Según el fragmento de abajo, ¿cuánto dinero le ofrecía un hombre al señor por todos sus acetatos?

FRAGMENTO DEL TEXTO:
((

Cuando pasó tu cortejo, algunos lanzaron pétalos de rosas y algunos globos;
agitaban banderines, gritaban porras e insistían en lo mucho que te van a
extrañar.
Creí que solo
estaban ahí para verte pasar, pero en cuanto lo hiciste se fueron a formar para
entrar a despedirse de ti en el lugar donde te consagraste. Familias enteras,
como si fuera domingo, corrían de un lado para otro y le pedían al hijo mayor
que no soltara a su hermano. Muchos pequeños iban vestidos con el uniforme de
la escuela. Otros empujaban la silla de ruedas del más viejito de casa. A ése
que seguro le tocó ver florecer tu carrera.
Todos iban de un
lado para otro buscando un lugar en la fila que le daba vuelta y media a la
Alameda y a Bellas Artes. Para cuando terminaron de acomodarse, la fila había
aumentado dos veces su tamaño.
Cuando se calmaron
las aguas, se pudo volver a caminar, más o menos, por Avenida Juárez. Quienes
tenían lugar en la acera frente al palacio pudieron escuchar a Fernando de la
Mora y a Aida Cuevas, acompañados del Mariachi Gamamil, cantar algunas de tus
canciones. Pero Fernando tampoco pudo terminar una de sus interpretaciones.
Tenía un nudo en la garganta. Algunos acusaron que se le había olvidado la
letra, pero es más probable que a un mexicano se le olvide el Himno Nacional
que una canción tuya.
Antes de las
seis entró el mariachi para cantarte, afuera tomaron el turno los imitadores.
Te conocen de memoria cada uno de tus modos y movimientos en el escenario y los
reprodujeron en la calle. En pequeños grupos también te cantaron. Un hombre lo
hacía mientras veía una foto tuya. Una señora elevaba una rosa blanca. Juntos repetían
que el amor que te tienen es eterno.
Más adelante, un
señor puso su colección de acetatos en el suelo para presumirlos. No quería
venderlos, tampoco responder preguntas, quería que vieran sus discos y ya.
Conté cincuenta y un hombre le ofrecía dos mil quinientos pesos por todos. Yo
también me habría puesto de malas.
Algunos te
quieren mucho muy a pesar de su homofobia. Te lo digo porque de un momento a
otro un hombre se puso a llorar muy acongojado mientras abrazaba a su novio.
Entonces una mujer, haciendo ciertos movimientos con la mano y algunos gestos,
menospreció su tristeza acusándolos con su marido que le respondió con una
mirada indiferente.
Unos minutos
antes de darles paso para darte el adiós de frente, en las pantallas transmitieron
un mini documental sobre tu vida, para recordarles que: no te hiciste de la
noche a la mañana y bien valía pasar el día haciendo fila.

))

REGISTROS ENTREGADOS:
((

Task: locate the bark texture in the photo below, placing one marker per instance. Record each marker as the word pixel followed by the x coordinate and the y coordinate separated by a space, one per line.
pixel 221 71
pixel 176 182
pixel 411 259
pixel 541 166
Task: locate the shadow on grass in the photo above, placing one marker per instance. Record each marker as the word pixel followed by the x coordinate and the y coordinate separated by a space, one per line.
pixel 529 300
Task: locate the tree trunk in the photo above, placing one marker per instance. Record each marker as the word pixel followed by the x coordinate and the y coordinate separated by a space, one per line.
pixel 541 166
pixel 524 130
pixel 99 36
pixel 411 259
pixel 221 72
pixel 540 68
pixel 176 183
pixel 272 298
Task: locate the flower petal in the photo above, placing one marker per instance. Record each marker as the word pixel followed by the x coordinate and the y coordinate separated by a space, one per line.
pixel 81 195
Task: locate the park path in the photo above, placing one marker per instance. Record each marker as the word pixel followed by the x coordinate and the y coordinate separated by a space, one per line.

))

RESULTADO: Dos mil quinientos pesos.